Exercise objective:
Pull out every line in the records below that contains the string "decal".

[Source data]
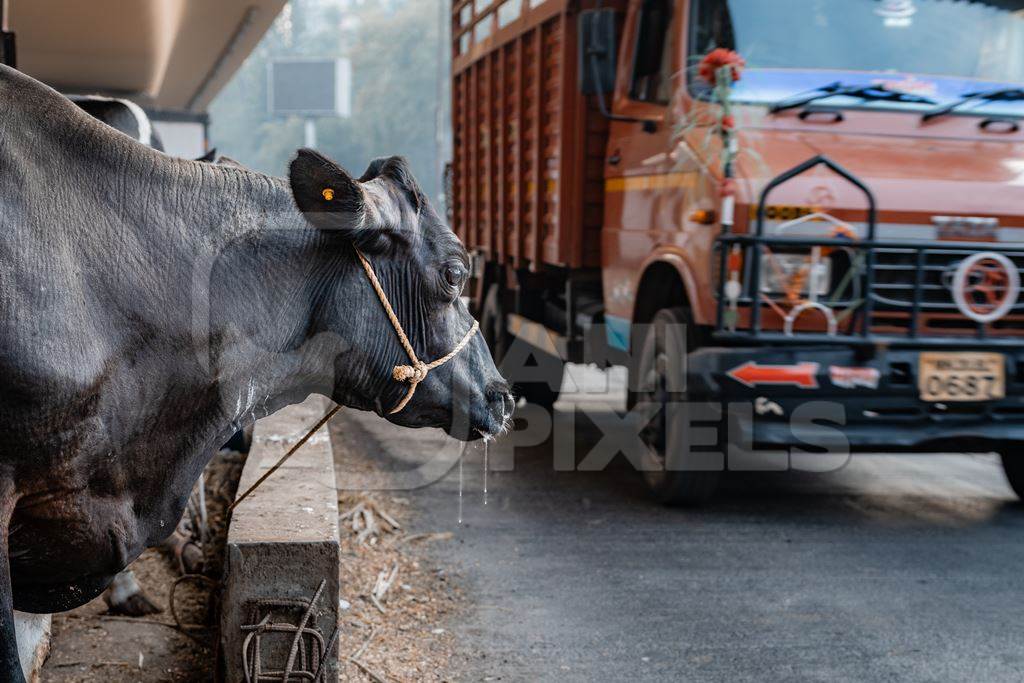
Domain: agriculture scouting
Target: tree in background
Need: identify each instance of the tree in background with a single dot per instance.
(397, 86)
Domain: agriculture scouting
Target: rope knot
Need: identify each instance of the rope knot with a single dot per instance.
(413, 374)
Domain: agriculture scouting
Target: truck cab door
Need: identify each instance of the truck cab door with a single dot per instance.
(645, 194)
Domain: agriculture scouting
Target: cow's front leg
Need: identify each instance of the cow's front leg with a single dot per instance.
(10, 665)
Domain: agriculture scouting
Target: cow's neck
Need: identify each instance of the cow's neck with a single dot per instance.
(269, 274)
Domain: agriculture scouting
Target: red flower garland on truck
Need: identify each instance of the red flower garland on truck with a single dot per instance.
(719, 58)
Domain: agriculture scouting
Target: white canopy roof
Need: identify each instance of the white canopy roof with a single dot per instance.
(161, 53)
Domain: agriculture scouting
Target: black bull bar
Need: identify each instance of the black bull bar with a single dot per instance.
(888, 279)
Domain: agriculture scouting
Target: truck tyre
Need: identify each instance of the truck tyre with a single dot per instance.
(1013, 465)
(659, 384)
(543, 393)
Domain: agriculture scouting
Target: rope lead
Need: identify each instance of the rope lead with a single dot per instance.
(417, 372)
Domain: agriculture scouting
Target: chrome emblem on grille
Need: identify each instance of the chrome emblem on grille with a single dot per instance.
(985, 286)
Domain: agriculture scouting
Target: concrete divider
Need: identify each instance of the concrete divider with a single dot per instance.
(283, 552)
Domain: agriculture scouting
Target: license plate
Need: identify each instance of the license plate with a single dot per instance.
(950, 377)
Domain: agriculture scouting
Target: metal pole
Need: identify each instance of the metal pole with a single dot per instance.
(310, 133)
(7, 53)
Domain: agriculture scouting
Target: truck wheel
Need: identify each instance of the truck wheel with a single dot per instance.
(499, 340)
(659, 384)
(1013, 465)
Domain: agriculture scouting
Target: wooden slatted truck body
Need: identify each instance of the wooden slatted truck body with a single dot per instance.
(869, 257)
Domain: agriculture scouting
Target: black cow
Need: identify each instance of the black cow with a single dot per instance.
(150, 306)
(122, 115)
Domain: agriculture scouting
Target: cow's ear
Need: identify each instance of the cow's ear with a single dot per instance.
(326, 194)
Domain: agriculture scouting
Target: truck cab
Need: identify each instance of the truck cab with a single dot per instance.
(856, 240)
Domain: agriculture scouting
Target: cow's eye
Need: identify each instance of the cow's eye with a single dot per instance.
(455, 274)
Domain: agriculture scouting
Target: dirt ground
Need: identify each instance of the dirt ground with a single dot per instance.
(402, 636)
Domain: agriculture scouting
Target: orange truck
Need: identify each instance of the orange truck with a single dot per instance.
(845, 228)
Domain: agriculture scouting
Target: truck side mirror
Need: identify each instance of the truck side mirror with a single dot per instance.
(598, 59)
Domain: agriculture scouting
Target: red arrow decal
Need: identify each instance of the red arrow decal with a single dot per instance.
(803, 375)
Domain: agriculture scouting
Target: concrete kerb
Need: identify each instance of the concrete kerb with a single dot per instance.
(282, 546)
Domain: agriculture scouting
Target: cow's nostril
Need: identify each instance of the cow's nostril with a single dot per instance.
(496, 390)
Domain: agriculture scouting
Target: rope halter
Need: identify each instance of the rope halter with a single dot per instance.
(417, 372)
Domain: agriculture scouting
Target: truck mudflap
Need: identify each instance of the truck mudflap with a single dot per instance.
(806, 395)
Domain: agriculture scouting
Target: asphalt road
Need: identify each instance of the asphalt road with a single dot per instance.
(895, 567)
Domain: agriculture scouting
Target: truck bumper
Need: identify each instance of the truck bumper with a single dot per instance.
(877, 398)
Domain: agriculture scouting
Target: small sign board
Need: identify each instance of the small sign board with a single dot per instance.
(310, 87)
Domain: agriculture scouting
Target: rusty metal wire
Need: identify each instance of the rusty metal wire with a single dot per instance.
(308, 652)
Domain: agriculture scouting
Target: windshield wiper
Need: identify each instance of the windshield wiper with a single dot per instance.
(1000, 94)
(867, 92)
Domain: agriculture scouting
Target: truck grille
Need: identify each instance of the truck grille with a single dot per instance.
(896, 279)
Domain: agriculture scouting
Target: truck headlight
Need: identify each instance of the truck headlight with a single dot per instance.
(795, 274)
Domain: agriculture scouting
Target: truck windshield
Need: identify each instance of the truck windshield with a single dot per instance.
(938, 49)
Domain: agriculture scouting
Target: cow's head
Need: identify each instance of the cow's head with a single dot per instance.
(423, 267)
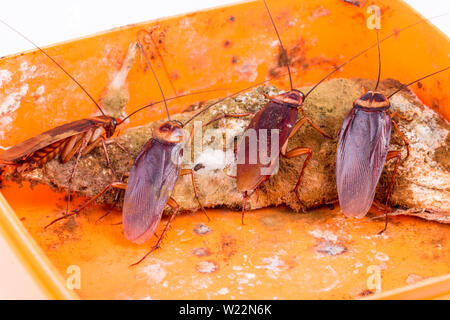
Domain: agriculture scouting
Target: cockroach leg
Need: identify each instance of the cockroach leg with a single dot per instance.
(244, 204)
(190, 172)
(80, 146)
(119, 185)
(397, 129)
(391, 155)
(296, 153)
(174, 205)
(116, 200)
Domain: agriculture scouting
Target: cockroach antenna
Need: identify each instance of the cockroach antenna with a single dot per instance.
(370, 47)
(328, 75)
(154, 74)
(379, 61)
(424, 77)
(283, 51)
(168, 99)
(48, 56)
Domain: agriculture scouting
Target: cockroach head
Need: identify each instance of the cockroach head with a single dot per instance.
(110, 127)
(293, 97)
(372, 100)
(170, 132)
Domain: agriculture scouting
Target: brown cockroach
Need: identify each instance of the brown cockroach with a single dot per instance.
(75, 138)
(151, 180)
(363, 150)
(280, 113)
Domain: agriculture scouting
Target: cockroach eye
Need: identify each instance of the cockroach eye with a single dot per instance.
(366, 97)
(294, 96)
(165, 127)
(377, 97)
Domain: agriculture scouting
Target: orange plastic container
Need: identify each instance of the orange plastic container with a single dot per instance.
(277, 254)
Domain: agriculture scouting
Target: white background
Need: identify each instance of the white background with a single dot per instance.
(50, 21)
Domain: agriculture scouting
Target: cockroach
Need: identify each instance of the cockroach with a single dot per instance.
(153, 176)
(363, 150)
(151, 181)
(280, 113)
(75, 138)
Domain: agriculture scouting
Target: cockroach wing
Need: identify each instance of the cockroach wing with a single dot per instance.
(47, 138)
(150, 184)
(251, 168)
(361, 154)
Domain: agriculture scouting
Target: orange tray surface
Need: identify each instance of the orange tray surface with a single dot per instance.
(277, 254)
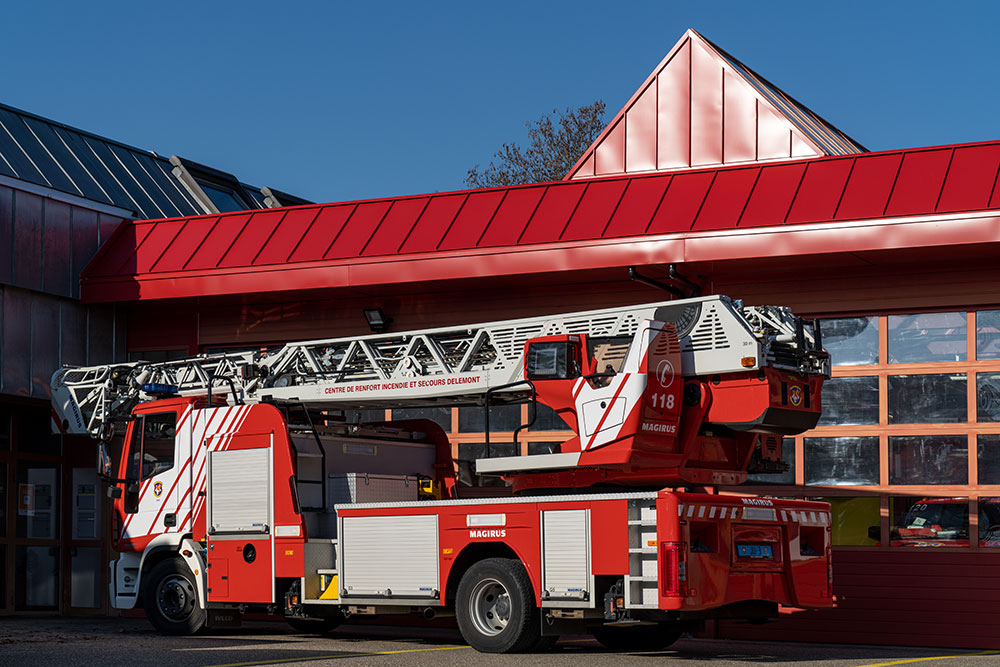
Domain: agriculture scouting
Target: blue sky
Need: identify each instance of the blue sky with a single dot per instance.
(335, 101)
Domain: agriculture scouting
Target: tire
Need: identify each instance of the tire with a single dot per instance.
(313, 626)
(496, 608)
(170, 599)
(638, 637)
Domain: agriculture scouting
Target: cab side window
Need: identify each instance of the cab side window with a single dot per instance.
(158, 433)
(151, 450)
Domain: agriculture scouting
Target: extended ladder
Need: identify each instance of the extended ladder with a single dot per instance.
(442, 366)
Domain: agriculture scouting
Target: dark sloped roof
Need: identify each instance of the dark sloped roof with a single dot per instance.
(540, 228)
(53, 155)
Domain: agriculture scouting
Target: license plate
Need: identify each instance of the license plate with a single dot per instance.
(754, 551)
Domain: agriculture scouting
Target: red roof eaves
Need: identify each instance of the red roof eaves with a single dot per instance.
(841, 236)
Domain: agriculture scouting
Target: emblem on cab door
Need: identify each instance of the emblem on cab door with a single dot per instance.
(795, 395)
(665, 373)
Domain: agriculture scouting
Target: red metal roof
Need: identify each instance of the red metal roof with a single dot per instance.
(697, 215)
(702, 107)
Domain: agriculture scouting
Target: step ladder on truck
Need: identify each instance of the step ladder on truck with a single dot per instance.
(246, 483)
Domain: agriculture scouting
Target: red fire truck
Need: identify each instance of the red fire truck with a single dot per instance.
(248, 484)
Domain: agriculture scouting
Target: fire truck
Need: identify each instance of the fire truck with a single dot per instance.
(248, 482)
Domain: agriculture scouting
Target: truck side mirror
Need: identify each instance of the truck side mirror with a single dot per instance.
(553, 360)
(131, 498)
(103, 461)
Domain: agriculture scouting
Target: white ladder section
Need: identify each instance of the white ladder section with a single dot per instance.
(444, 366)
(448, 366)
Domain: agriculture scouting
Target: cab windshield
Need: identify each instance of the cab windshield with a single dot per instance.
(151, 449)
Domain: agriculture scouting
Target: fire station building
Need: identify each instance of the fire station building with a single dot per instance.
(708, 167)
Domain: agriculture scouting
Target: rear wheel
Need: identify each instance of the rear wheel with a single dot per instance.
(638, 637)
(170, 599)
(496, 607)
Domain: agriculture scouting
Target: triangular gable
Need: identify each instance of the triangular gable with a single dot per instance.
(701, 107)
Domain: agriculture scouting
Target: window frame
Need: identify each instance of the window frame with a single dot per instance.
(971, 429)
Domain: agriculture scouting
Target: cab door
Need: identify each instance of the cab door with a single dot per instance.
(240, 520)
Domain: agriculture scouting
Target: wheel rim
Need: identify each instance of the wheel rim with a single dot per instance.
(175, 598)
(491, 607)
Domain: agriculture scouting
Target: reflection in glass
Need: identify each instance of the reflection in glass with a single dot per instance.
(4, 429)
(38, 500)
(3, 510)
(851, 518)
(503, 418)
(929, 522)
(926, 337)
(38, 581)
(988, 397)
(989, 458)
(849, 401)
(988, 334)
(927, 399)
(928, 459)
(851, 341)
(989, 522)
(787, 477)
(837, 461)
(440, 415)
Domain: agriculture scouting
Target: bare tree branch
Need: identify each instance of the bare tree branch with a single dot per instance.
(555, 142)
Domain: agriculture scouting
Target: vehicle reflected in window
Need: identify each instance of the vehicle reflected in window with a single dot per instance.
(929, 522)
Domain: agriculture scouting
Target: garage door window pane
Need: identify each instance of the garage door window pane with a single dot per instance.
(503, 419)
(929, 522)
(989, 458)
(928, 459)
(4, 429)
(927, 399)
(837, 461)
(37, 586)
(988, 397)
(988, 334)
(851, 518)
(849, 401)
(440, 415)
(787, 477)
(989, 522)
(926, 337)
(851, 340)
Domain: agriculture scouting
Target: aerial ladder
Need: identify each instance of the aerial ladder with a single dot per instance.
(245, 463)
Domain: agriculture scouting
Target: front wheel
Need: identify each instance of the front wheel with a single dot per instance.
(652, 637)
(171, 599)
(496, 608)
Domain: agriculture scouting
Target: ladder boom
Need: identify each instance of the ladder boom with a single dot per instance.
(441, 366)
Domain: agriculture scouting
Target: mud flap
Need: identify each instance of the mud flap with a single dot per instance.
(219, 619)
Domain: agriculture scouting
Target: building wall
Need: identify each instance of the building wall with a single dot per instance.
(52, 512)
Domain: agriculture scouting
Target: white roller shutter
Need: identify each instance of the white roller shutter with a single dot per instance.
(239, 491)
(566, 554)
(393, 556)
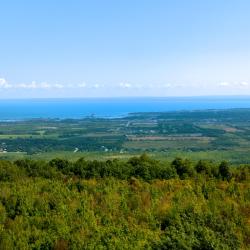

Solution to this task:
Target: red arrow decal
Need: identify each instance of the red arrow decal with a single dot per instance.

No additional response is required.